Present the rows below as a JSON list of strings, one string per line with blank lines omitted. Include only the part that opens with the line containing "the wet pavement" and runs through the end of the rows.

# Information shown
----------

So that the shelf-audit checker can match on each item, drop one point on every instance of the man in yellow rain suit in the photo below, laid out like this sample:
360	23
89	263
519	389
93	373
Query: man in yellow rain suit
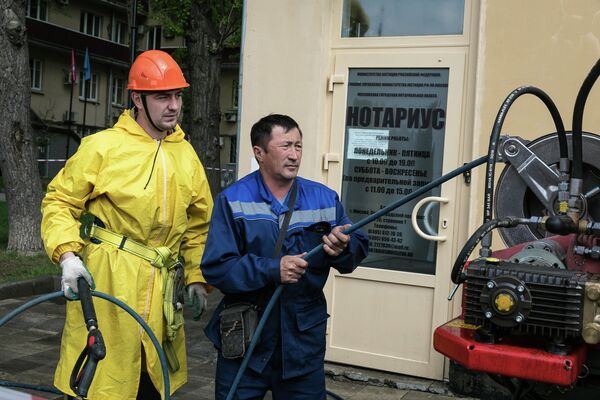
145	185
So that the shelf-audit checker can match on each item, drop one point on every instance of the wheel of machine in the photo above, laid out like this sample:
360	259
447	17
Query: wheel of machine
514	198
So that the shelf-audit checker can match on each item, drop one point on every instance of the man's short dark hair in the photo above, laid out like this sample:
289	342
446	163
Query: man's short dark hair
260	134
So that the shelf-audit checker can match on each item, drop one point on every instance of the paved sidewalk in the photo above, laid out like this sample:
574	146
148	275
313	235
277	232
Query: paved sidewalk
29	346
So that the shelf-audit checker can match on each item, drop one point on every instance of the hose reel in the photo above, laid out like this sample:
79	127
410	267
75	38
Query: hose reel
527	185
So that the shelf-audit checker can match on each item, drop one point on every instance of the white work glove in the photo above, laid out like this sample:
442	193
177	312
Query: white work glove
196	298
73	269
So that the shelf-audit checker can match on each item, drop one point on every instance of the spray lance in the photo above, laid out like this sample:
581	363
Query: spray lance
94	351
319	248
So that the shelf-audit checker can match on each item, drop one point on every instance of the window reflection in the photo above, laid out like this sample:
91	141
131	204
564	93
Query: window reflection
376	18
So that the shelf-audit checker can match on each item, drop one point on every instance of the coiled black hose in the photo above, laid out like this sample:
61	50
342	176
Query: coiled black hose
495	139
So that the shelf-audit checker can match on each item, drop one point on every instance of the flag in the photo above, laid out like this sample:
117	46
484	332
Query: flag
86	65
73	71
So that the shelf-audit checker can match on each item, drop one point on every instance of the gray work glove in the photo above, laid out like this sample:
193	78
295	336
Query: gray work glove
73	269
196	298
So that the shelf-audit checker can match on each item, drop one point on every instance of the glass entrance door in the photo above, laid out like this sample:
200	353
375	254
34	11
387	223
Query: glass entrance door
394	144
396	126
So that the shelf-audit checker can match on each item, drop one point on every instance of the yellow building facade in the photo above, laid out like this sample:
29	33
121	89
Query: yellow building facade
391	95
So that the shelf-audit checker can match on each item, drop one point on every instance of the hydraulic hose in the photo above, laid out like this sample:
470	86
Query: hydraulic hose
580	101
319	248
474	240
495	139
119	303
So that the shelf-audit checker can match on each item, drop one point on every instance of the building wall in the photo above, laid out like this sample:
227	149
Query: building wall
550	44
51	41
287	62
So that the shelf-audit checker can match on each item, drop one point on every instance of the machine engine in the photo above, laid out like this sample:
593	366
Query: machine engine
531	312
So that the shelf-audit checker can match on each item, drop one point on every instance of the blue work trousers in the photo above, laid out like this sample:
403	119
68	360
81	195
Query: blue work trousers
254	386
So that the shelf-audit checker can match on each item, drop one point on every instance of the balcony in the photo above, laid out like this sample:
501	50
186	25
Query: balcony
49	35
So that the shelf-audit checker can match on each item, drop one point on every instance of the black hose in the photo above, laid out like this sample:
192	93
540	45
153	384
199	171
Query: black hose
333	395
584	91
117	302
474	240
495	139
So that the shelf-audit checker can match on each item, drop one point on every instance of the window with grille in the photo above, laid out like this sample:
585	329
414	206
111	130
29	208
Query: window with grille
117	91
90	87
90	24
37	9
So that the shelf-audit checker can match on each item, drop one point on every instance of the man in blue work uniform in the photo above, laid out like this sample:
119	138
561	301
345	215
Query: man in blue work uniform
238	260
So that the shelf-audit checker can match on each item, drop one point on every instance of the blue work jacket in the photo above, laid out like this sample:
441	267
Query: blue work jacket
238	260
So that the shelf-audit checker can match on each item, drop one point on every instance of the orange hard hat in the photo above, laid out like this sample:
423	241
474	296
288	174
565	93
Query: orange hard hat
155	70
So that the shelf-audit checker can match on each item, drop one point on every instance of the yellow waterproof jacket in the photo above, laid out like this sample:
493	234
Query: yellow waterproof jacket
155	193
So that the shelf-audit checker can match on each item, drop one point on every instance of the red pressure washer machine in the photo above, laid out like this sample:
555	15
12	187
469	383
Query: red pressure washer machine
531	312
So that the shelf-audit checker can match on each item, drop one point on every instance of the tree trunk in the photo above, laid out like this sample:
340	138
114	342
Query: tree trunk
18	161
202	115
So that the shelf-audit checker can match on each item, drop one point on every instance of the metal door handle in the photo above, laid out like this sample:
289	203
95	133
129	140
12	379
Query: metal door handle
426	218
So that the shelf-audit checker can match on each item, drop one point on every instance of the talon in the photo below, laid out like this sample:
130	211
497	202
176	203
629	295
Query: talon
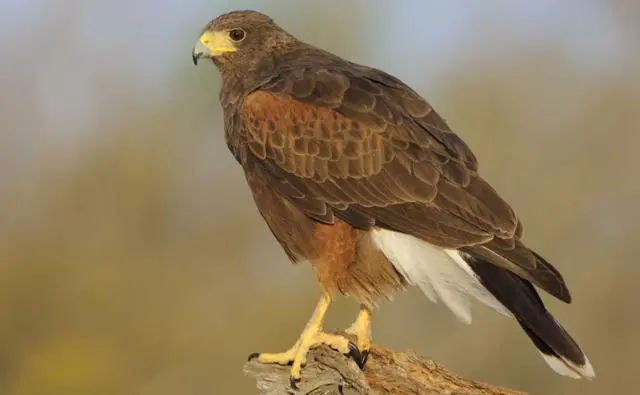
253	355
357	356
294	382
365	357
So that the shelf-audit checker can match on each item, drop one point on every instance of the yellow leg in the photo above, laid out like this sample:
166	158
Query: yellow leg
312	336
361	328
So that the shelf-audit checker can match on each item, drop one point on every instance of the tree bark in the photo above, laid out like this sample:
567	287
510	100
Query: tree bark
386	372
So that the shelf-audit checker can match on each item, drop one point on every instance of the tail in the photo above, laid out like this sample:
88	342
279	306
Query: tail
556	346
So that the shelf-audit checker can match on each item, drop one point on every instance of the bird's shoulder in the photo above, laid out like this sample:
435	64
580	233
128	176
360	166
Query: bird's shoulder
315	81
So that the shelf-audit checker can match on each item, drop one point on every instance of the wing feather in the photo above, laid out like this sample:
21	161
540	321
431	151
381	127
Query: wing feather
358	144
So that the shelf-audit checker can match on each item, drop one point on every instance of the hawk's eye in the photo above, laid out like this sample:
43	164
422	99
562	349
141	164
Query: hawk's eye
237	34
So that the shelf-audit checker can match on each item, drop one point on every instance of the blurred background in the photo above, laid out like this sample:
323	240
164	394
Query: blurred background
133	261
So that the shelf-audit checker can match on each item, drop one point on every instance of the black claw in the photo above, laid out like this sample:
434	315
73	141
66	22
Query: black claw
253	355
365	358
294	382
356	355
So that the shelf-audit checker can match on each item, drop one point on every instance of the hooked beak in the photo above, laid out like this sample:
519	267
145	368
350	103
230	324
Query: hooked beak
212	44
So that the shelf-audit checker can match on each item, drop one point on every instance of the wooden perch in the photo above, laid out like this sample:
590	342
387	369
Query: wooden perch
327	372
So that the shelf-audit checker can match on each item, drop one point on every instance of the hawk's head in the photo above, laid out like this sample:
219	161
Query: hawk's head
241	41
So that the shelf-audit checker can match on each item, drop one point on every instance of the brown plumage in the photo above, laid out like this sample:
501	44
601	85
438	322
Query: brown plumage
335	152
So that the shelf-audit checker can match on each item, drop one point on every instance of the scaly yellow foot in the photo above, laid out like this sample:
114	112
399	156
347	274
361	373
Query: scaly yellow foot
361	328
311	337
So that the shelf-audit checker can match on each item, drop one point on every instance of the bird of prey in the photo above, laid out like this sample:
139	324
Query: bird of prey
354	172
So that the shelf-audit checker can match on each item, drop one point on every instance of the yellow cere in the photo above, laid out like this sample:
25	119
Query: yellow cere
217	42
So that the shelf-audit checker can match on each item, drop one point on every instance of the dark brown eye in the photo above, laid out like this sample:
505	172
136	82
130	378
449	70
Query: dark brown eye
237	34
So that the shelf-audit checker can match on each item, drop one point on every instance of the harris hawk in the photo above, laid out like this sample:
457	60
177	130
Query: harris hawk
354	172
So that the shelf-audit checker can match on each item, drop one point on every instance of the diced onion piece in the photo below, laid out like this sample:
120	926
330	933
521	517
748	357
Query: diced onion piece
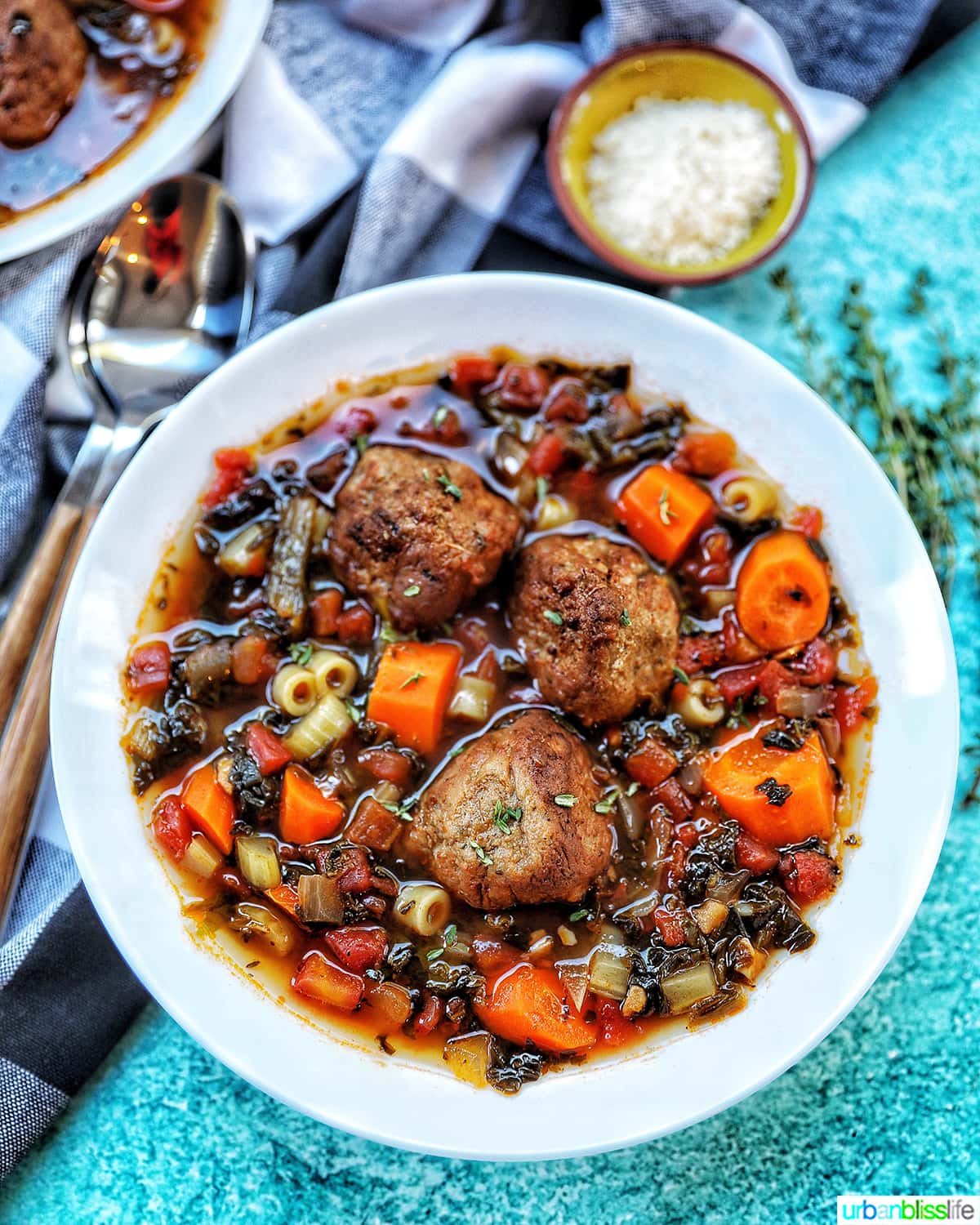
710	915
554	511
256	919
470	1058
203	858
472	698
320	899
259	862
609	973
423	908
575	978
685	987
327	723
333	673
247	554
391	1004
745	960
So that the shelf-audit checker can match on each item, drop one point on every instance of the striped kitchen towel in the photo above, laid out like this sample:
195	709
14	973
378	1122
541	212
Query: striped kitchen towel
372	140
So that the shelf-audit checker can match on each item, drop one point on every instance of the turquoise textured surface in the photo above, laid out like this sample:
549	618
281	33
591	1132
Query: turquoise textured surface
887	1104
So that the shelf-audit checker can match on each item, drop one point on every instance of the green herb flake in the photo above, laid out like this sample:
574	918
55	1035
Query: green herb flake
455	490
480	854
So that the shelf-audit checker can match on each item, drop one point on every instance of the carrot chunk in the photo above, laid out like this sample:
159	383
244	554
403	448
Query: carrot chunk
211	808
412	691
528	1004
305	813
779	796
664	510
783	593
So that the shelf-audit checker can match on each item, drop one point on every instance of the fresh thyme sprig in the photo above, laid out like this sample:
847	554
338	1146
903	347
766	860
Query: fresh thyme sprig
929	451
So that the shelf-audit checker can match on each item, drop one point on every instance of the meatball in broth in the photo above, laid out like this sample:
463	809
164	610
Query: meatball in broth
512	820
598	626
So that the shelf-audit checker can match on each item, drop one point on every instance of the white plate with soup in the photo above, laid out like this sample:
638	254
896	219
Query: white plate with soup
678	1076
136	85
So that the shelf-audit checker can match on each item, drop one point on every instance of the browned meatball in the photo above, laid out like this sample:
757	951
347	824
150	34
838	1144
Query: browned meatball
489	828
597	625
418	534
42	65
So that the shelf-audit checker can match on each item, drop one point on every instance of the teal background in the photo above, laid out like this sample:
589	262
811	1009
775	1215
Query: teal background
887	1104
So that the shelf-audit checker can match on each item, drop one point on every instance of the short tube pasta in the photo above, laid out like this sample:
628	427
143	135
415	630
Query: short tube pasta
423	908
294	690
323	727
333	673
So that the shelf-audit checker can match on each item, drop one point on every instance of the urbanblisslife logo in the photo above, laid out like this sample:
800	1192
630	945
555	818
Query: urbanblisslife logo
909	1208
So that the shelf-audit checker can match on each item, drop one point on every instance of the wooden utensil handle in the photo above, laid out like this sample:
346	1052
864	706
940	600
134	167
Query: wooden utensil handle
31	598
24	745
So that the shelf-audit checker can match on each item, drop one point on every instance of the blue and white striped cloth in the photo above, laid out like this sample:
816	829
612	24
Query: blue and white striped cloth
372	140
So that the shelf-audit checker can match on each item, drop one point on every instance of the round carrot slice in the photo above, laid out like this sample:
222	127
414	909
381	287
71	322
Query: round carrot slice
783	593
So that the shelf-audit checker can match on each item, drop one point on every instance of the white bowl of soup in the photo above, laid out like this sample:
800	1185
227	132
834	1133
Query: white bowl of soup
452	860
136	85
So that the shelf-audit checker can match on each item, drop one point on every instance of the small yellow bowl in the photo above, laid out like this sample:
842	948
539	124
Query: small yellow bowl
676	71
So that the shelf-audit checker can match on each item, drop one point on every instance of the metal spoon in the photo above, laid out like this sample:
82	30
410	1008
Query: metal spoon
171	298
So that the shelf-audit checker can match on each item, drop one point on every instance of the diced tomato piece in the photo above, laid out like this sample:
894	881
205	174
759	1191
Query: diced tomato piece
357	874
808	876
773	678
754	855
429	1016
568	401
670	928
470	374
521	386
359	947
321	980
389	764
233	467
252	661
546	456
325	610
492	956
816	664
355	421
705	455
355	626
698	652
172	825
739	647
652	764
614	1028
267	749
374	826
149	670
808	519
674	798
854	703
710	561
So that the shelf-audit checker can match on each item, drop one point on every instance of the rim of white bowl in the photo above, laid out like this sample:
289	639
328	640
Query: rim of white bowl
235	33
523	1134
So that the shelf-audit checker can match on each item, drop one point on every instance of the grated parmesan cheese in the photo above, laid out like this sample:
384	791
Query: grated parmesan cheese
684	181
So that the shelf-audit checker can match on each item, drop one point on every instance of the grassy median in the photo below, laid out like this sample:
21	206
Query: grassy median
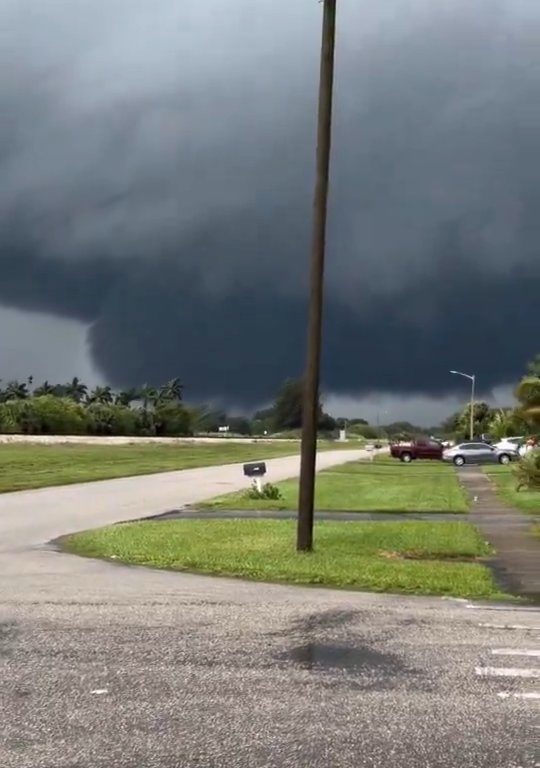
505	482
385	485
36	466
442	558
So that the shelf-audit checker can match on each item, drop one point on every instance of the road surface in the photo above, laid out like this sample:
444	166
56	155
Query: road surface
107	666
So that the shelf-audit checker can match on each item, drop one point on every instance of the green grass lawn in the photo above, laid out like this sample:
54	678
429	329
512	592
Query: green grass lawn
406	557
528	501
35	466
385	485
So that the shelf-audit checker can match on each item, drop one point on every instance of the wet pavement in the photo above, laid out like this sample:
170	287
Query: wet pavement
517	562
107	666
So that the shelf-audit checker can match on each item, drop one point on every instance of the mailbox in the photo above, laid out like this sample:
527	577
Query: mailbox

----------

# Correct answer
[
  "So that the shelf-audit checker can match on each item, drop one point on every instance of the wet pavement in the photo above, laid out like this sample:",
  "170\t287",
  "Query: wet pavement",
  "517\t562",
  "107\t666",
  "So that the shelf-audit checker can match on each item, drop one point on every instance of the mailbox in the photo above, laid out like this sample:",
  "527\t577",
  "Query: mailbox"
]